--- Start of Stored records ---

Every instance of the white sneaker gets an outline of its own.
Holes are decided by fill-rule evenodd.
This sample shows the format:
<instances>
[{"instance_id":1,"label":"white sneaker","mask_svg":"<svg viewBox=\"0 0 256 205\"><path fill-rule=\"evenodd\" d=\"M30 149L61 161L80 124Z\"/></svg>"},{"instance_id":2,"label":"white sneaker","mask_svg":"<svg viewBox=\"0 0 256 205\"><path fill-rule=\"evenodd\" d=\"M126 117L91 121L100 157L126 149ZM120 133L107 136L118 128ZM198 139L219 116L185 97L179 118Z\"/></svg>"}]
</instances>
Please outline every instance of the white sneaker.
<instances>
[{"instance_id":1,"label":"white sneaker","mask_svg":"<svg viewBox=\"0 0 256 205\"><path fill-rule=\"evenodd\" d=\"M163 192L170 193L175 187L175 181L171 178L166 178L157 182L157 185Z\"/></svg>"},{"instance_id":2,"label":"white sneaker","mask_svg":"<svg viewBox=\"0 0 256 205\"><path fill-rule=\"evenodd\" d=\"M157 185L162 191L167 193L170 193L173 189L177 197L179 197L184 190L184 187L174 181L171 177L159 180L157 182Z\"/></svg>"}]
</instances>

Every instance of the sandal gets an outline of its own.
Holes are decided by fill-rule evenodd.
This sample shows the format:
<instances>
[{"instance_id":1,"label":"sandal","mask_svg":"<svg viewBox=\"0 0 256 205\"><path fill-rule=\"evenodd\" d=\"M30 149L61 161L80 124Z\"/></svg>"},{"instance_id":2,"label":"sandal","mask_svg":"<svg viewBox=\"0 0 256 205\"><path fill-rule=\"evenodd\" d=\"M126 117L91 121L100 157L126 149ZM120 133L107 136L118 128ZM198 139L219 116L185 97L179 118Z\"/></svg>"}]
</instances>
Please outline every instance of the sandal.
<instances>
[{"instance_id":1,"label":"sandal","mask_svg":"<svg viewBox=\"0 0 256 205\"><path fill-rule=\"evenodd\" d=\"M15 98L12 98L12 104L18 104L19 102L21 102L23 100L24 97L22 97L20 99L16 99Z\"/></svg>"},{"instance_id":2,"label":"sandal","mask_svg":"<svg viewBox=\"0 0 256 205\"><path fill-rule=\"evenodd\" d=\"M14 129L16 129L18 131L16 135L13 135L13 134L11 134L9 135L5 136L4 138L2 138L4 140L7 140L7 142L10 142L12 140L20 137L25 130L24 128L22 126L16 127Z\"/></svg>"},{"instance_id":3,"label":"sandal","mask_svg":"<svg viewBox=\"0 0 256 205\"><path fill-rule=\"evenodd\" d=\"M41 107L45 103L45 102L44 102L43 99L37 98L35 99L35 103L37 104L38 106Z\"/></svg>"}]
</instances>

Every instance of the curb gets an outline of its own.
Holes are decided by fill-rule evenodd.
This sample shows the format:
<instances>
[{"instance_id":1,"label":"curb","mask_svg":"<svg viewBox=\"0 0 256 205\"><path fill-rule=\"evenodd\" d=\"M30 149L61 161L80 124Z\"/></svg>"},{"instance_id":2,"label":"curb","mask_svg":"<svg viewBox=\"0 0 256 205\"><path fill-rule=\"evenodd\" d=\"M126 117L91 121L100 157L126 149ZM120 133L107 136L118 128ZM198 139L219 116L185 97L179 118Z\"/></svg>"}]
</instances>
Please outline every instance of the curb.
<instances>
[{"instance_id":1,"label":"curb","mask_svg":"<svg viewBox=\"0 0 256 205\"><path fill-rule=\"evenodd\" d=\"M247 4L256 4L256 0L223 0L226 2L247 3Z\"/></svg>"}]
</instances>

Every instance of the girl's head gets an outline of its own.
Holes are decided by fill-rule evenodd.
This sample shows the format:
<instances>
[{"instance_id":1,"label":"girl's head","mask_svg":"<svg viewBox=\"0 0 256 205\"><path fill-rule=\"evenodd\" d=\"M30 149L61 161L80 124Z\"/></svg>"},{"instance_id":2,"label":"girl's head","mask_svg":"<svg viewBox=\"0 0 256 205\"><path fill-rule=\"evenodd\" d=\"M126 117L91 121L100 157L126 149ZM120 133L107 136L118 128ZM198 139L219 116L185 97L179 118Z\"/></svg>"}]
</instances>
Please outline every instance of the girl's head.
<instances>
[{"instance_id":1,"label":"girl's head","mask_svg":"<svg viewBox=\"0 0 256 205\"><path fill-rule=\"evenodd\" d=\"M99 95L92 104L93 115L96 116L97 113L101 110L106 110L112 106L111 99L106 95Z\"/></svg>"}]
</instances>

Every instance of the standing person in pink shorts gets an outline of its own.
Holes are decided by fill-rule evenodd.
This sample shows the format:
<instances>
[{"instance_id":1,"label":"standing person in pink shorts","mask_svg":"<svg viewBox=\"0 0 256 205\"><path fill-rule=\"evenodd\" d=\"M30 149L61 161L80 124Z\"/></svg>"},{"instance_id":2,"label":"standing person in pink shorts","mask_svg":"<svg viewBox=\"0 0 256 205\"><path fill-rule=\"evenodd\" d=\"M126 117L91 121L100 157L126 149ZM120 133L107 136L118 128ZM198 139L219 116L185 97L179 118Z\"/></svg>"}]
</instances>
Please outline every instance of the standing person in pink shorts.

--- End of Stored records ---

What is being asked:
Return all of the data exactly as it reads.

Answer:
Every instance of the white sneaker gets an outline of its own.
Holes are decided by fill-rule evenodd.
This sample shows the format:
<instances>
[{"instance_id":1,"label":"white sneaker","mask_svg":"<svg viewBox=\"0 0 256 205\"><path fill-rule=\"evenodd\" d=\"M30 149L61 161L80 124Z\"/></svg>"},{"instance_id":2,"label":"white sneaker","mask_svg":"<svg viewBox=\"0 0 256 205\"><path fill-rule=\"evenodd\" d=\"M126 117L91 121L100 157L126 149ZM120 133L107 136L118 128ZM198 139L219 116L185 97L179 118Z\"/></svg>"}]
</instances>
Please outline every instance of the white sneaker.
<instances>
[{"instance_id":1,"label":"white sneaker","mask_svg":"<svg viewBox=\"0 0 256 205\"><path fill-rule=\"evenodd\" d=\"M163 192L170 193L175 187L175 181L171 178L166 178L157 182L157 185Z\"/></svg>"},{"instance_id":2,"label":"white sneaker","mask_svg":"<svg viewBox=\"0 0 256 205\"><path fill-rule=\"evenodd\" d=\"M157 185L162 191L167 193L170 193L173 189L177 197L179 197L184 190L184 187L174 181L171 177L159 180L157 182Z\"/></svg>"}]
</instances>

Every instance of the sandal gets an outline of its own.
Holes are decided by fill-rule evenodd.
This sample shows the format:
<instances>
[{"instance_id":1,"label":"sandal","mask_svg":"<svg viewBox=\"0 0 256 205\"><path fill-rule=\"evenodd\" d=\"M30 149L61 161L80 124Z\"/></svg>"},{"instance_id":2,"label":"sandal","mask_svg":"<svg viewBox=\"0 0 256 205\"><path fill-rule=\"evenodd\" d=\"M126 117L91 121L100 157L126 149ZM120 133L107 136L118 128ZM198 139L219 116L185 97L179 118Z\"/></svg>"}]
</instances>
Please outline every instance of the sandal.
<instances>
[{"instance_id":1,"label":"sandal","mask_svg":"<svg viewBox=\"0 0 256 205\"><path fill-rule=\"evenodd\" d=\"M15 98L12 98L12 104L18 104L19 102L21 102L23 100L24 97L22 97L20 99L16 99Z\"/></svg>"},{"instance_id":2,"label":"sandal","mask_svg":"<svg viewBox=\"0 0 256 205\"><path fill-rule=\"evenodd\" d=\"M14 129L16 129L18 131L16 135L13 135L13 134L11 134L9 135L5 136L4 138L2 138L4 140L7 140L7 142L10 142L12 140L20 137L25 130L24 128L22 126L16 127Z\"/></svg>"},{"instance_id":3,"label":"sandal","mask_svg":"<svg viewBox=\"0 0 256 205\"><path fill-rule=\"evenodd\" d=\"M41 107L45 103L45 102L44 102L43 99L37 98L35 99L35 103L37 104L38 106Z\"/></svg>"}]
</instances>

Every instance of the curb gets an outline of its own.
Holes are decided by fill-rule evenodd.
This sample shows the format:
<instances>
[{"instance_id":1,"label":"curb","mask_svg":"<svg viewBox=\"0 0 256 205\"><path fill-rule=\"evenodd\" d=\"M30 149L61 161L80 124Z\"/></svg>"},{"instance_id":2,"label":"curb","mask_svg":"<svg viewBox=\"0 0 256 205\"><path fill-rule=\"evenodd\" d=\"M126 117L91 121L100 157L126 149ZM120 133L107 136L118 128ZM198 139L219 116L185 97L179 118Z\"/></svg>"}]
</instances>
Please outline every instance of the curb.
<instances>
[{"instance_id":1,"label":"curb","mask_svg":"<svg viewBox=\"0 0 256 205\"><path fill-rule=\"evenodd\" d=\"M247 4L256 4L256 0L223 0L226 2L247 3Z\"/></svg>"}]
</instances>

Every instance of the girl's head gets an outline of its own.
Holes are decided by fill-rule evenodd.
This sample shows the format:
<instances>
[{"instance_id":1,"label":"girl's head","mask_svg":"<svg viewBox=\"0 0 256 205\"><path fill-rule=\"evenodd\" d=\"M30 149L61 161L80 124Z\"/></svg>"},{"instance_id":2,"label":"girl's head","mask_svg":"<svg viewBox=\"0 0 256 205\"><path fill-rule=\"evenodd\" d=\"M126 117L91 121L100 157L126 149ZM120 133L107 136L118 128ZM198 139L219 116L185 97L179 118Z\"/></svg>"}]
</instances>
Please outline every instance of the girl's head.
<instances>
[{"instance_id":1,"label":"girl's head","mask_svg":"<svg viewBox=\"0 0 256 205\"><path fill-rule=\"evenodd\" d=\"M99 95L92 104L93 115L96 116L97 113L101 110L106 110L112 106L111 99L106 95Z\"/></svg>"}]
</instances>

Every instance of the standing person in pink shorts gets an outline of its own.
Holes are decided by fill-rule evenodd.
This sample shows the format:
<instances>
[{"instance_id":1,"label":"standing person in pink shorts","mask_svg":"<svg viewBox=\"0 0 256 205\"><path fill-rule=\"evenodd\" d=\"M30 149L61 161L80 124Z\"/></svg>"},{"instance_id":2,"label":"standing person in pink shorts","mask_svg":"<svg viewBox=\"0 0 256 205\"><path fill-rule=\"evenodd\" d=\"M126 117L91 121L100 157L126 149ZM120 133L107 136L118 128ZM198 139L219 116L185 97L179 118Z\"/></svg>"}]
</instances>
Please outline every instance of the standing person in pink shorts.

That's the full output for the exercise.